» **Document excerpt**:
_ _ _ _ _ _ _

The chain of communications that ran from viceroy to Council to King and back again to the viceroy ensured an exhaustive coverage of every item of importance in the government of the Spanish Monarchy. No States were more governed in the sixteenth century than those of the King of Spain, if government can be measured by the amount of discussion devoted to any individual problem and by the quantities of paper expended on its solution. The actual effectiveness of this government in terms of the governed is, however, much more difficult to determine. In many ways the Spanish administrative system paid a heavy price for its success. It solved the problem of maintaining central control over distant proconsuls, but only at the expense of stultifying prompt administrative action. Since everything had to be referred back to the Court for a decision, consultation tended to take the place of action, and government by discussion could easily mean no government at all. Moreover, with its own complicated built-in mechanism of an infinite series of checks and balances, the system distributed power so evenly among so many different bodies that each was ultimately reduced to powerlessness.
Many of the defects in the system were no doubt inevitable. Problems of distance were utterly insuperable, and distance not only imposed endless delays, but also prompted the need to create administrative machinery designed as much to restrict the powers of the governors as to attend to the interests of the governed. Many other defects, however, were capable of remedy, and if they were not remedied this was largely because of the character and the calibre of the men who ran the system.

_ _ _ _ _ _ _

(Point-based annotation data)
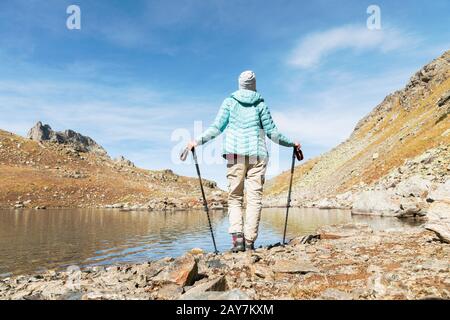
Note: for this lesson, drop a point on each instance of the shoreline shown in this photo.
(349, 261)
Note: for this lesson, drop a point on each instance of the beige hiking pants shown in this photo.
(251, 173)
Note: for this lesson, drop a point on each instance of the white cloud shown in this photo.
(314, 47)
(325, 118)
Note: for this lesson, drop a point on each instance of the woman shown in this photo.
(247, 118)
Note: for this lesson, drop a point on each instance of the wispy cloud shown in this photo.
(323, 118)
(314, 47)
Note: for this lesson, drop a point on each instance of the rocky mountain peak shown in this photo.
(77, 141)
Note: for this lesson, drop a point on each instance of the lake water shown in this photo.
(33, 241)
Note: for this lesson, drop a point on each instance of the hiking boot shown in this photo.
(238, 242)
(249, 245)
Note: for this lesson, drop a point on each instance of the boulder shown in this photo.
(439, 220)
(294, 267)
(335, 294)
(182, 271)
(170, 291)
(344, 231)
(382, 203)
(216, 285)
(71, 138)
(234, 294)
(441, 193)
(414, 186)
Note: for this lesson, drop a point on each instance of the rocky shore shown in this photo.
(338, 262)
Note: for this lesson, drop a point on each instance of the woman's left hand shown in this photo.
(191, 145)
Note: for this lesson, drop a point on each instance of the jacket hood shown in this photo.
(247, 97)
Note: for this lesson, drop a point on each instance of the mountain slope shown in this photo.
(52, 174)
(406, 125)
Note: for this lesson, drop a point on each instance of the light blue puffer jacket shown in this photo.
(246, 118)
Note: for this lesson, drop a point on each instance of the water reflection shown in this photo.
(52, 239)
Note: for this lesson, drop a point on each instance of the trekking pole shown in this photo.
(205, 203)
(297, 153)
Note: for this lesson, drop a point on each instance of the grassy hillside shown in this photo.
(405, 125)
(53, 175)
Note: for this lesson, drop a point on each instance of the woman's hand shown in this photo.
(191, 145)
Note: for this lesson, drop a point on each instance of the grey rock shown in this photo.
(441, 193)
(439, 220)
(294, 267)
(183, 271)
(216, 285)
(414, 186)
(234, 294)
(383, 203)
(71, 138)
(334, 294)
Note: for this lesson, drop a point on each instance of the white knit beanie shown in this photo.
(247, 80)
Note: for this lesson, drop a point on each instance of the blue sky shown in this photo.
(138, 71)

_ _ _ _ _ _ _

» **Tasks**:
**a.** Answer these questions about the passage on Spanish government:
(i) What did consultation tend to take the place of?
(ii) What kind of problems does the passage call utterly insuperable?
(iii) What does the passage largely blame for the failure to fix the defects that could have been remedied?
**b.** Transcribe the rows verbatim, beginning at the line that contains "sky shown in this photo." and stopping at the end of the rows.

» **Answers below**:
**a.**
(i) Action.
(ii) Problems of distance.
(iii) The character and the calibre of the men who ran the system.

**b.**
Note: for this lesson, drop a point on each instance of the blue sky shown in this photo.
(138, 71)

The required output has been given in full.